== What you will do ==
Every record must appear in the answer exactly as it stands.

++++++++

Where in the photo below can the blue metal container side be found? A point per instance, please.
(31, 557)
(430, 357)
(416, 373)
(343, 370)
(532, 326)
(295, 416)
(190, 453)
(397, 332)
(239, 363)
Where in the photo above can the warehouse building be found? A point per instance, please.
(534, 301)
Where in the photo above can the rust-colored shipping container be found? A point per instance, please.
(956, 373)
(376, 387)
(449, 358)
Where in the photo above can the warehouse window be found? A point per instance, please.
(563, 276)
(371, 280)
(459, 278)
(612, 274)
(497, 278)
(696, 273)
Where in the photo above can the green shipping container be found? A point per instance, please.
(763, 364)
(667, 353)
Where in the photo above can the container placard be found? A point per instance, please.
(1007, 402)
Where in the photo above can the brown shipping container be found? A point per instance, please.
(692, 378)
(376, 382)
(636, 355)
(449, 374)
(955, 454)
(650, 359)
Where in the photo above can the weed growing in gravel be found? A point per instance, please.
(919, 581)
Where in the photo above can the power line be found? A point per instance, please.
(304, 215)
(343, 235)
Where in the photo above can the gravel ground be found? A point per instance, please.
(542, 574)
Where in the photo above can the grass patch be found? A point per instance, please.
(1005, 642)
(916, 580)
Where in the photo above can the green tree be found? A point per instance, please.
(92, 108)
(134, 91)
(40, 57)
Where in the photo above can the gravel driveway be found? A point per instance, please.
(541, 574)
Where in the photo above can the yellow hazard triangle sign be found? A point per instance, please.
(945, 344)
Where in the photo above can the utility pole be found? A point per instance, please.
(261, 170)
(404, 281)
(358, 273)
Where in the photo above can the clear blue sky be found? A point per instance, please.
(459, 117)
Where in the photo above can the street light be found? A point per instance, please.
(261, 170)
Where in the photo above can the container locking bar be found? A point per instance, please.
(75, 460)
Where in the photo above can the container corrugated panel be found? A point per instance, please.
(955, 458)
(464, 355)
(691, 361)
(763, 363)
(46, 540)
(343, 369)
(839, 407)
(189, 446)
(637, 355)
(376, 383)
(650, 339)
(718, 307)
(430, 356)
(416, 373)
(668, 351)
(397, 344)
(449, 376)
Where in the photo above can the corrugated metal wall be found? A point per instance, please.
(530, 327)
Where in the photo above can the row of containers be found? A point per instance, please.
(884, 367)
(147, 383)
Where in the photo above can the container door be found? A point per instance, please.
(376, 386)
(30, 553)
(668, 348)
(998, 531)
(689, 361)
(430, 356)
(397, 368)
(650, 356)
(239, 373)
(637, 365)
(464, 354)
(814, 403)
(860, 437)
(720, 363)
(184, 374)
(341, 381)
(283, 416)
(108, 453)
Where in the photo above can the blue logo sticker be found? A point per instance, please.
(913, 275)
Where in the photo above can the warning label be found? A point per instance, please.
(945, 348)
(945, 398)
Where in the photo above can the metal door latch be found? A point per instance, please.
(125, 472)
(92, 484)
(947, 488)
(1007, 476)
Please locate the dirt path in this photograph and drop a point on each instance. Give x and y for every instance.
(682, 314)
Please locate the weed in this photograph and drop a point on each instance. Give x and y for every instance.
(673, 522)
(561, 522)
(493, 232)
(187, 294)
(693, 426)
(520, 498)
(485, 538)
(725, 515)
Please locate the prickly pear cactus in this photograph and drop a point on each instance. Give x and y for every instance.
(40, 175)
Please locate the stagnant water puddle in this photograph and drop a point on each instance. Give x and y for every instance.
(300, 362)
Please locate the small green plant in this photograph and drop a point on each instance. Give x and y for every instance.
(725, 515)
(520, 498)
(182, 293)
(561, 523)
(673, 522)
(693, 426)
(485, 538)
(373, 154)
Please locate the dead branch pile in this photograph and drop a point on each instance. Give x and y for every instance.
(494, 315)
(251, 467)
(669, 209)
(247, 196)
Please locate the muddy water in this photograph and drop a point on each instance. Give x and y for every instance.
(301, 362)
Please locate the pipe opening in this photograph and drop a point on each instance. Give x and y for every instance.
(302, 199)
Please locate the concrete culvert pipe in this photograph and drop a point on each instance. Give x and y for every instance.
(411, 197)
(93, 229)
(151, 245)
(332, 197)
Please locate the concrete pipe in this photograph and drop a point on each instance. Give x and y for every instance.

++++++++

== Solution to this exercise ==
Where in the photo below can the blue metal container side be found? A point per instance, please.
(31, 557)
(430, 357)
(416, 373)
(343, 370)
(532, 326)
(295, 416)
(190, 453)
(397, 332)
(239, 363)
Where in the photo above can the warehouse building be found? A point per instance, please.
(534, 301)
Where in the photo above can the rust-colored shipping container be found? A point per instance, please.
(956, 373)
(376, 387)
(449, 358)
Where in the photo above can the warehouse window be found? A point per instance, please.
(563, 276)
(371, 280)
(459, 278)
(612, 274)
(497, 278)
(696, 273)
Where in the photo above can the green shipping container be found? A point per instance, please.
(763, 364)
(667, 353)
Where in the photo above can the container placard be found? A point per instance, please.
(1007, 402)
Where in the photo above can the brown shipping container be found? A point per instance, please.
(692, 378)
(376, 382)
(636, 355)
(449, 374)
(955, 454)
(650, 359)
Where in the photo above can the weed growing in gravel be found? A point per instance, please.
(919, 581)
Where in the photo above can the power line be found? A point per instance, please.
(304, 215)
(343, 235)
Where in the photo above can the gravel ground be found? A point per instance, please.
(542, 574)
Where in the photo above can the grass patch be found? A point per instance, please.
(1005, 642)
(916, 580)
Where in the photo above can the green tree be found? A point per instance, please.
(92, 108)
(134, 91)
(40, 57)
Where in the photo above can the gravel driveway be found? A point per instance, please.
(541, 574)
Where in the photo above can the yellow hazard triangle sign be found? A point per instance, please.
(945, 344)
Where in the photo above can the utility pole be found? A point per instance, please.
(261, 170)
(404, 281)
(358, 273)
Where in the photo above can the clear blue sky be found? A point per instance, please.
(459, 117)
Where in the photo above can the street light be found? A point per instance, please.
(261, 170)
Where in the photo above can the container locking bar be found? A point per instance, please.
(75, 460)
Where in the photo above can the container corrugated panel be found? A point per instance, please.
(955, 458)
(464, 355)
(691, 361)
(763, 363)
(46, 540)
(343, 369)
(839, 407)
(189, 446)
(637, 355)
(376, 383)
(650, 339)
(718, 307)
(430, 356)
(416, 373)
(668, 351)
(397, 344)
(449, 376)
Where in the photo above can the corrugated metal wall be found? A point per instance, please.
(530, 327)
Where in the photo above can the row of containers be found? A point per instance, please.
(884, 367)
(147, 383)
Where in the photo above can the container door be found? A point per instance, please.
(376, 386)
(30, 553)
(668, 348)
(998, 531)
(689, 361)
(430, 356)
(397, 368)
(650, 356)
(239, 373)
(637, 365)
(464, 354)
(814, 403)
(860, 437)
(720, 363)
(184, 374)
(341, 381)
(283, 416)
(108, 453)
Where in the photo above can the blue logo sticker be found? A point per instance, please.
(913, 275)
Where in the photo above can the warning label be found? A point per instance, please.
(945, 348)
(945, 398)
Where in the photo above can the metal door latch be found? A point per instance, please.
(125, 472)
(92, 484)
(947, 488)
(1007, 476)
Please locate the dirt path in this photograph and drop a point on each instance. Give x and y for every instance.
(682, 314)
Please locate the weed in this photograph and drop a point on each instance. Give x and y for every instance.
(673, 522)
(561, 522)
(493, 232)
(187, 294)
(693, 426)
(520, 498)
(485, 538)
(725, 515)
Please locate the prickly pear cactus in this photograph and drop a point on each instance. Give x and y for every instance.
(40, 175)
Please locate the stagnant water puddle in this photograph and drop a point on each instance. Give x and y for every instance.
(300, 362)
Please locate the small green plant in this photograph and drop a point on each instance. Give x and y for every instance.
(725, 515)
(520, 498)
(182, 293)
(561, 523)
(673, 522)
(693, 426)
(485, 538)
(373, 154)
Please locate the dead branch pile in this photograph and drop a point on each instance. Give x and y for every instance.
(494, 315)
(251, 467)
(669, 209)
(247, 196)
Please locate the muddy water in this photograph and drop a point on each instance. Give x and y for every instance.
(301, 362)
Please locate the pipe opening in this photograph and drop a point on each instance. Give x and y for every instance.
(302, 199)
Please locate the concrete culvert pipe in this photograph and drop a point on each instance. Give x and y for every instance.
(411, 197)
(93, 229)
(151, 245)
(332, 197)
Please locate the concrete pipe in this photograph and drop a point on each instance. Give x and y for every instance.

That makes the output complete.